Work to be completed:
Line by line, reproduce the records exactly.
Start of Extracted records
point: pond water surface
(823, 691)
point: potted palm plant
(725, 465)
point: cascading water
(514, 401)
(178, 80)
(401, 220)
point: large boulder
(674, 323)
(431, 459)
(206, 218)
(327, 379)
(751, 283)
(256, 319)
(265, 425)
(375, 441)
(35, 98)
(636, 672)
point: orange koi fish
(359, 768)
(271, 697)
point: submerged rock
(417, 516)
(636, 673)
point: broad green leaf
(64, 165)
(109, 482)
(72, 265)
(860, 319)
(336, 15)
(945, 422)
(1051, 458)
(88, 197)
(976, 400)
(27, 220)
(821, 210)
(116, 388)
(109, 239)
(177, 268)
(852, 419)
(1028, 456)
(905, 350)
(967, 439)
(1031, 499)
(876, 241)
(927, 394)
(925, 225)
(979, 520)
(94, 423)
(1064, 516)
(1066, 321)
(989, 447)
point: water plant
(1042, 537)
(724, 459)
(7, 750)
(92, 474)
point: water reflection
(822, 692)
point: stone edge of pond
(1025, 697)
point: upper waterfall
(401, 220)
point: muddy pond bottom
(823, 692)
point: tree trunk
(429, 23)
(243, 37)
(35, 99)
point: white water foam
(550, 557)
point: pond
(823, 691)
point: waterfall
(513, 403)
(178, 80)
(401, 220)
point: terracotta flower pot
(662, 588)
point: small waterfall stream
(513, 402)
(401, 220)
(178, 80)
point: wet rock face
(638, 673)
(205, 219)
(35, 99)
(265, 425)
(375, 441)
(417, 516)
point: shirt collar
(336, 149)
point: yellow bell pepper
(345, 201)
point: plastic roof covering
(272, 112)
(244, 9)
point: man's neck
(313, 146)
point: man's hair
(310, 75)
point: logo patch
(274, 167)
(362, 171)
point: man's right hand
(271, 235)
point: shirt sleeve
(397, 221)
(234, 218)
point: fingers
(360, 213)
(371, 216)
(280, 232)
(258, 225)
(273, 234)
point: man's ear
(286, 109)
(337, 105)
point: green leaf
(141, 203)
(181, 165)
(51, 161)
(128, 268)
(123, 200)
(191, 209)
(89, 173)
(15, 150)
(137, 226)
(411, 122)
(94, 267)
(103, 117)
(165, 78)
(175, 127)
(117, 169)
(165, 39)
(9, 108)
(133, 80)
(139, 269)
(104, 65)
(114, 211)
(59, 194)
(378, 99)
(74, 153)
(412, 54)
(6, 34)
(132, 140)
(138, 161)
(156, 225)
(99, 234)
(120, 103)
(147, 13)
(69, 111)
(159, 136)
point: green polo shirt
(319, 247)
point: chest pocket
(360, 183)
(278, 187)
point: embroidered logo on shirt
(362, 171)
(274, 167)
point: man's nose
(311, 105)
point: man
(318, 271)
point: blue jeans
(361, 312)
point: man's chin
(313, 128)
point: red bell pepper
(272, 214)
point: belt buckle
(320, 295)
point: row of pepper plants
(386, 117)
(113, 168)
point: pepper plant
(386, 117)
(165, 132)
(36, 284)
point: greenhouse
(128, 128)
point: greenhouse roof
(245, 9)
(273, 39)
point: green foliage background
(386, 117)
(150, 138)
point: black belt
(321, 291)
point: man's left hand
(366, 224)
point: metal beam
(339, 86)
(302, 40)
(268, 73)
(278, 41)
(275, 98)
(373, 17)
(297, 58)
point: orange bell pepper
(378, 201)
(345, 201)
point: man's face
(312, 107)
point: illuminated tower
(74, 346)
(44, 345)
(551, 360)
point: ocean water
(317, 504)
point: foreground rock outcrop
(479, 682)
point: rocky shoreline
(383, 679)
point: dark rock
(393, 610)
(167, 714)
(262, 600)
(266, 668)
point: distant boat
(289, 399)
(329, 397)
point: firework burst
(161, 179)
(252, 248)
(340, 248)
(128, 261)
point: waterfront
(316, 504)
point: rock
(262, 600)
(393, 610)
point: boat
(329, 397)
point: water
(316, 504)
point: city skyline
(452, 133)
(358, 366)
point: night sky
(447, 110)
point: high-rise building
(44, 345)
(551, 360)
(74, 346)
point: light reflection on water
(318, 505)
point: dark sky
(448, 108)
End of Extracted records
Task solution:
point: pond water surface
(823, 691)
point: potted palm plant
(725, 465)
point: cascading water
(514, 401)
(178, 80)
(401, 220)
point: large boulder
(674, 323)
(431, 459)
(206, 218)
(327, 379)
(751, 283)
(256, 319)
(265, 425)
(375, 441)
(35, 98)
(636, 672)
point: orange koi fish
(359, 768)
(271, 697)
point: submerged rock
(417, 516)
(636, 673)
point: broad green leaf
(64, 165)
(109, 482)
(72, 265)
(860, 319)
(336, 15)
(945, 422)
(1051, 458)
(88, 197)
(976, 400)
(27, 220)
(821, 210)
(116, 388)
(109, 239)
(177, 268)
(852, 419)
(1028, 456)
(905, 350)
(967, 439)
(1031, 499)
(876, 241)
(927, 394)
(925, 225)
(979, 520)
(94, 423)
(1064, 516)
(1066, 321)
(989, 447)
point: water plant
(1042, 537)
(724, 459)
(7, 750)
(92, 474)
point: water reflection
(822, 692)
point: stone edge of pond
(1025, 697)
point: upper waterfall
(401, 220)
point: muddy pond bottom
(823, 692)
point: tree trunk
(429, 23)
(243, 37)
(35, 99)
point: white water foam
(550, 557)
point: pond
(823, 691)
point: waterfall
(513, 403)
(178, 80)
(401, 220)
point: terracotta flower pot
(662, 588)
point: small waterfall stream
(513, 402)
(401, 220)
(178, 80)
point: wet rock face
(638, 673)
(205, 219)
(35, 99)
(265, 425)
(375, 441)
(417, 516)
point: shirt collar
(336, 149)
point: yellow bell pepper
(345, 201)
point: plastic roof covering
(272, 112)
(244, 9)
point: man's neck
(313, 146)
point: man's hair
(310, 75)
point: logo patch
(274, 167)
(362, 171)
point: man's right hand
(271, 235)
point: shirt sleeve
(397, 221)
(234, 218)
point: fingers
(360, 213)
(371, 216)
(280, 232)
(258, 225)
(273, 234)
point: man's ear
(286, 109)
(337, 105)
point: green leaf
(141, 203)
(181, 165)
(51, 161)
(128, 268)
(123, 200)
(191, 209)
(89, 173)
(15, 150)
(137, 226)
(411, 122)
(94, 267)
(103, 117)
(165, 78)
(175, 127)
(117, 169)
(165, 39)
(9, 108)
(133, 80)
(139, 269)
(104, 65)
(114, 211)
(59, 194)
(378, 99)
(74, 153)
(412, 54)
(6, 34)
(132, 140)
(138, 161)
(156, 225)
(99, 234)
(120, 103)
(147, 13)
(69, 111)
(159, 136)
point: green polo shirt
(319, 247)
point: chest pocket
(360, 183)
(278, 187)
point: embroidered logo on shirt
(362, 171)
(274, 167)
point: man's nose
(311, 105)
point: man
(318, 271)
point: blue jeans
(361, 312)
point: man's chin
(313, 128)
point: red bell pepper
(272, 214)
point: belt buckle
(320, 295)
point: row of pepper plants
(386, 117)
(113, 168)
point: pepper plant
(386, 117)
(165, 132)
(36, 284)
point: greenhouse
(128, 128)
point: greenhouse roof
(245, 9)
(273, 39)
point: green foliage background
(386, 117)
(150, 138)
point: black belt
(321, 291)
point: man's left hand
(366, 224)
point: metal beam
(339, 86)
(302, 40)
(268, 73)
(278, 41)
(275, 98)
(373, 17)
(297, 58)
point: orange bell pepper
(378, 201)
(345, 201)
point: man's face
(312, 107)
point: illuminated tower
(74, 346)
(44, 345)
(551, 360)
point: ocean water
(317, 504)
point: foreground rock outcrop
(479, 682)
point: rocky shoreline
(383, 679)
point: dark rock
(393, 610)
(167, 714)
(262, 600)
(266, 668)
point: distant boat
(289, 399)
(329, 397)
point: firework burst
(161, 179)
(252, 248)
(340, 248)
(128, 261)
point: waterfront
(316, 504)
point: rock
(262, 600)
(393, 610)
point: boat
(329, 397)
point: water
(316, 504)
point: city skyline
(452, 133)
(358, 366)
point: night sky
(447, 110)
point: high-rise building
(44, 345)
(551, 360)
(74, 346)
point: light reflection on water
(318, 505)
point: dark sky
(448, 108)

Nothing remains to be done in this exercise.